RFC: Enable vectorization of call instructions in the loop vectorizer

Thu Feb 26 13:49:45 PST 2015

Hi Michael,

thanks for following up on this. I think it is important to move forward with this.

> On Feb 26, 2015, at 12:01 PM, Michael Zolotukhin <mzolotukhin at apple.com> wrote:
> 
> Hi,
> 
> Some time ago James posted a patch for vectorization of calls [1]. Though it seems to be a missing feature in the vectorizer, it wasn’t committed, so I decided to revive the discussion.
> 
> To begin with, I rebased the patch and split it to several semantically separated parts. The approach used here is pretty natural: TargetLibraryInfo has a mapping for a set of scalar functions to their vector counterparts, TargetTransformInfo consults with it when cost of call instruction is calculated, if the vector-version is cheaper, vectorizer emits vector-function.
> 
> There are several question on this patch:
> 1. Is this approach still viable in general and worth pursuing?

I believe this is still important. We want to be able to vectorize function calls if vectorized versions of math library functions are available.

> 2. The cost model is changed. In theory it should become more accurate, but I haven’t measured performance impact of this change yet. Does these changes look good in general? If yes, do we need to tune some target-cost-model parameters, or those are the values that no one has been actually using yet?

I think we will have to test performance impact of this change since we are most likely the first clients. We should test with/without the target tuple that enables the vectorized function calls. I think if we don’t see egregious regressions in the run that uses the modified cost model but is a run without vectorized versions of the math library being available we can commit this patch set such that it gets testing by the community.

> 3. What is the best way to populate the scalar to vector functions map? For now, I populate it when the target-triple contains ‘Accelerate’. If we have a lot of other cases, we might think of something different here.

We use the environment substring of the target tuple (in this case quadruple). This is in spirit to what we are already to conditionally turn on/off features in TargetLibraryInfo. I think we should address the issue of scalability when we have a client where this gets to be an issue.
━━━━━━━━
EXERCISE AIM:
Print the portion of the call vectorization thread starting at "Thu Feb 26 13:49:45" and ending at "revive the discussion.", word for word.
━━━━━━━━
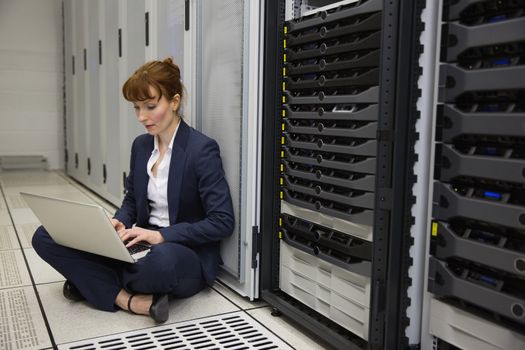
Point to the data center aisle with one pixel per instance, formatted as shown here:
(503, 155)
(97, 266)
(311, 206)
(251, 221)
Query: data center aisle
(35, 315)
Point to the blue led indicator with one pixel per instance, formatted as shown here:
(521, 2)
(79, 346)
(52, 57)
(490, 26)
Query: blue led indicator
(501, 62)
(497, 18)
(495, 195)
(488, 280)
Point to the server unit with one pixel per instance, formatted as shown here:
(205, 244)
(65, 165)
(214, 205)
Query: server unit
(336, 211)
(477, 265)
(378, 190)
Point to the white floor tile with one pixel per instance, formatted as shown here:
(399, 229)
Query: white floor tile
(68, 192)
(22, 326)
(25, 233)
(13, 269)
(65, 316)
(8, 239)
(42, 272)
(243, 303)
(293, 335)
(5, 219)
(23, 216)
(30, 178)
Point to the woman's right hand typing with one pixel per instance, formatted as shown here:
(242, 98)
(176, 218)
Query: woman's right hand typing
(117, 225)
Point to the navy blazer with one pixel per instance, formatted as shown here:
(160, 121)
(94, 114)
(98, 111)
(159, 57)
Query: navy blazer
(199, 200)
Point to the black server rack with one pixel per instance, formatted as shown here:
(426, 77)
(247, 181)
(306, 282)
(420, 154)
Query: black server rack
(477, 258)
(338, 130)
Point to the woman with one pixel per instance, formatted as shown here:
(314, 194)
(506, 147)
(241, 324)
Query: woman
(177, 200)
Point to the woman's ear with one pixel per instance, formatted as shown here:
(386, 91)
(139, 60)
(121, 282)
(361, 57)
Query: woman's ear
(175, 102)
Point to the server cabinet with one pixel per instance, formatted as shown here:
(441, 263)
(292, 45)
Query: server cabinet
(107, 55)
(78, 117)
(69, 72)
(93, 106)
(341, 81)
(227, 109)
(476, 268)
(131, 53)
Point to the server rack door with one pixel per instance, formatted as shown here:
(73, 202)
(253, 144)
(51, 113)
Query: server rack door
(79, 135)
(341, 85)
(69, 81)
(223, 112)
(131, 42)
(93, 105)
(476, 268)
(165, 31)
(109, 100)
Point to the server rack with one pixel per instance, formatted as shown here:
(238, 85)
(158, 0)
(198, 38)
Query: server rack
(477, 263)
(340, 89)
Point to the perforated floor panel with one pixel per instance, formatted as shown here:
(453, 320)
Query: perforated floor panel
(13, 270)
(21, 323)
(235, 331)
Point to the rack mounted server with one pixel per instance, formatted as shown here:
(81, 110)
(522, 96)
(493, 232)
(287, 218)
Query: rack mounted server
(333, 263)
(478, 229)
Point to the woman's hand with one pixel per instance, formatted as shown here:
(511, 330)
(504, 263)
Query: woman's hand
(139, 234)
(117, 225)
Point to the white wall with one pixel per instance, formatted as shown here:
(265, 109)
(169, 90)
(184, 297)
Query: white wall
(31, 101)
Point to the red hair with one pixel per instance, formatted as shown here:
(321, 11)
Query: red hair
(163, 76)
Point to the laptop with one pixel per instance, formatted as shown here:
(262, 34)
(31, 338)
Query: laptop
(82, 226)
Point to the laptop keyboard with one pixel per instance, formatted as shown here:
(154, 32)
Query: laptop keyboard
(137, 248)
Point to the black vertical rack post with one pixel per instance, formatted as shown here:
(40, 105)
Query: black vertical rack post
(477, 260)
(339, 115)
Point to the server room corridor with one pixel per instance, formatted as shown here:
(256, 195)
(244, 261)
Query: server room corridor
(35, 315)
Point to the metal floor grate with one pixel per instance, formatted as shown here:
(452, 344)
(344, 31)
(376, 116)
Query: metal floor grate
(236, 331)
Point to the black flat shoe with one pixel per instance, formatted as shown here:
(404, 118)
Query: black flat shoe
(71, 292)
(160, 308)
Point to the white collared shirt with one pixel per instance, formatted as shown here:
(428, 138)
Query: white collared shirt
(158, 186)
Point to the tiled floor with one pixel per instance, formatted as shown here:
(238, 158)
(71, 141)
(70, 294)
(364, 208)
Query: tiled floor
(35, 315)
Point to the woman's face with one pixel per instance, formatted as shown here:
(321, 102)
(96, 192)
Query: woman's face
(157, 115)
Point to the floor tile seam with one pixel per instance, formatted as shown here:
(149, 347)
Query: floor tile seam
(33, 285)
(146, 328)
(225, 297)
(15, 287)
(234, 303)
(268, 329)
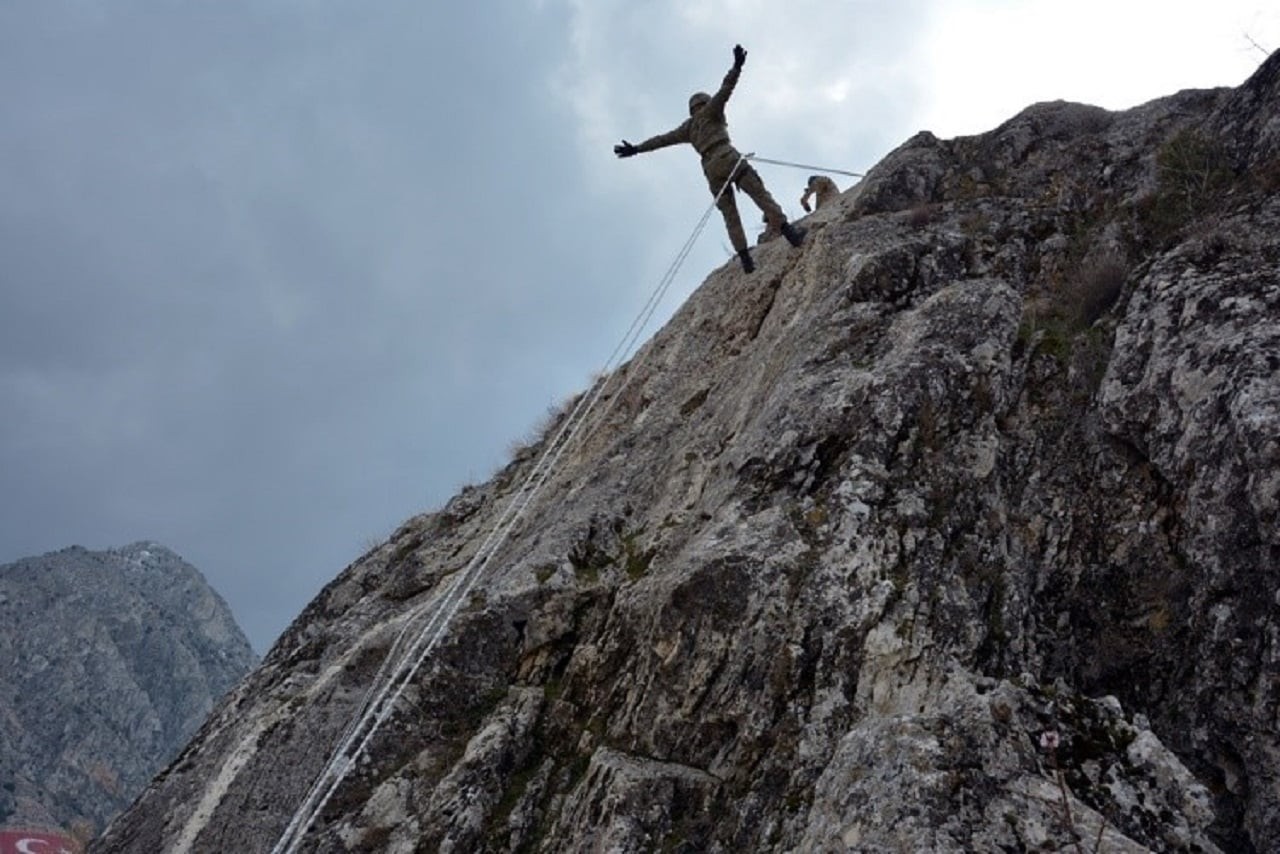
━━━━━━━━
EXERCISE RESPONSE:
Thu Feb 26 13:49:45 PST 2015

Hi Michael,

thanks for following up on this. I think it is important to move forward with this.

> On Feb 26, 2015, at 12:01 PM, Michael Zolotukhin <mzolotukhin at apple.com> wrote:
> 
> Hi,
> 
> Some time ago James posted a patch for vectorization of calls [1]. Though it seems to be a missing feature in the vectorizer, it wasn’t committed, so I decided to revive the discussion.